(DOCUMENT SEGMENT begins)

Best foot forward
Any holiday you take will be better if you’re prepared. Getting walk-fit will increase your enjoyment when you’re on your holiday and to help prevent injury. A little training for a walking holiday is an excellent way to improve your overall well-being and health. In fact, even if you’re not planning a walking holiday, getting walk-fit is a worthy pursuit.
Follow our steps below to get the best from your journey.
1 What’s the goal?
The first step is to find out what sort of walking you’ll be doing on your day out. Walking holidays vary from carrying what feels like you’re every possession on your back and scaling mountains, to strolling the tree lined streets. So make sure you have an answer for these questions:
How many days will you walk? What distances will you cover? How much will you carry? What’s the terrain like?
Once you know this, you can tailor your route to suit.
2 Where are you at?
Understanding where you’re at with your fitness right now is the best place to start.
It’ll help you map out a plan to get from where you are to where you’re going.

(DOCUMENT SEGMENT ends)

**PROBLEM SET**
1. In the walking holiday guide, what is described as the best place to start?
2. Please quote the stretch of the walking holiday guide from "Best foot forward" through "What’s the goal?".

(DATASET RECORDS begins)

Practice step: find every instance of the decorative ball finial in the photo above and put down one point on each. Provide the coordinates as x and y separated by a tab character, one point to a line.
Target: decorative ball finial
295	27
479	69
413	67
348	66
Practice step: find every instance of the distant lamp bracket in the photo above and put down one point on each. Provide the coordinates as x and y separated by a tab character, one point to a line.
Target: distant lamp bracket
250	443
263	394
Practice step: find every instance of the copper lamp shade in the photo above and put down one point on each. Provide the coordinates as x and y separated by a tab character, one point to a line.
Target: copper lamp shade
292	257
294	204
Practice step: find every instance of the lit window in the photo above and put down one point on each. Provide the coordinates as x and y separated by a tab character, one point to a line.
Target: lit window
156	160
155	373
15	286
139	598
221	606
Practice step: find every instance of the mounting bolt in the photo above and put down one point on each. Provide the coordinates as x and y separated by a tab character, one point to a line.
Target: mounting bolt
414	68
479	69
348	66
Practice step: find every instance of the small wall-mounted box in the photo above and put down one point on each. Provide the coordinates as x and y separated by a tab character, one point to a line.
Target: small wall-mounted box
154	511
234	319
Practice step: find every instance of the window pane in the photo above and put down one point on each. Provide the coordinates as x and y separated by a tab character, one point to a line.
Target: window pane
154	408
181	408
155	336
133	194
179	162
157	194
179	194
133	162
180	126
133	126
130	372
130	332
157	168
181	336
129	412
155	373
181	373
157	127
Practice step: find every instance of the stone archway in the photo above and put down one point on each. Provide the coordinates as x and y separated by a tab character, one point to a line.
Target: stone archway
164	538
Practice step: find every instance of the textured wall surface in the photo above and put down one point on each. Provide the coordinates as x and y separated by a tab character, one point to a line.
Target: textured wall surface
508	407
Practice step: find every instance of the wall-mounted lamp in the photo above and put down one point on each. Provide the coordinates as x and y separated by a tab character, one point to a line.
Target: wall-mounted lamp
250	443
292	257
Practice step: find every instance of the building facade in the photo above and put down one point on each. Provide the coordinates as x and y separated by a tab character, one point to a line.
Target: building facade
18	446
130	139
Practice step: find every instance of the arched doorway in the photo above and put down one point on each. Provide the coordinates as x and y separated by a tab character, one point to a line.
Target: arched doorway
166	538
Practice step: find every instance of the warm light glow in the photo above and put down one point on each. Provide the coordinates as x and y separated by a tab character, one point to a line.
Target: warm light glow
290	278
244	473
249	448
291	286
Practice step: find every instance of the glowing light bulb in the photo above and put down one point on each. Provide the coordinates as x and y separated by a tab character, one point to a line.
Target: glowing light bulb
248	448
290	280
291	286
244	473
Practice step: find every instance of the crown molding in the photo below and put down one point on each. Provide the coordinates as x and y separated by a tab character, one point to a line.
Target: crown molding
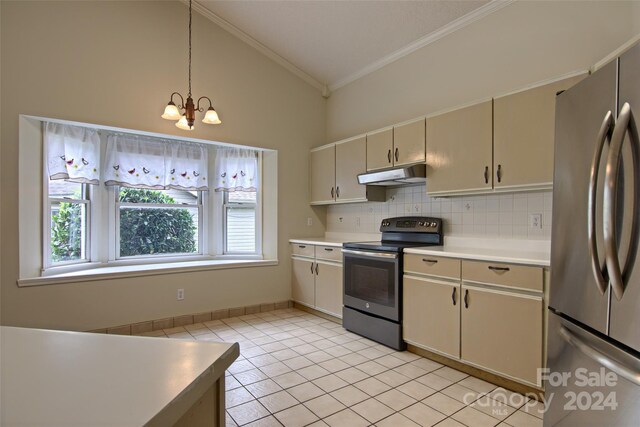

(DATASET RECORDS ends)

**SOLUTIONS IN ORDER**
1. Understanding where you're at with your fitness right now.

2.
Best foot forward
Any holiday you take will be better if you’re prepared. Getting walk-fit will increase your enjoyment when you’re on your holiday and to help prevent injury. A little training for a walking holiday is an excellent way to improve your overall well-being and health. In fact, even if you’re not planning a walking holiday, getting walk-fit is a worthy pursuit.
Follow our steps below to get the best from your journey.
1 What’s the goal?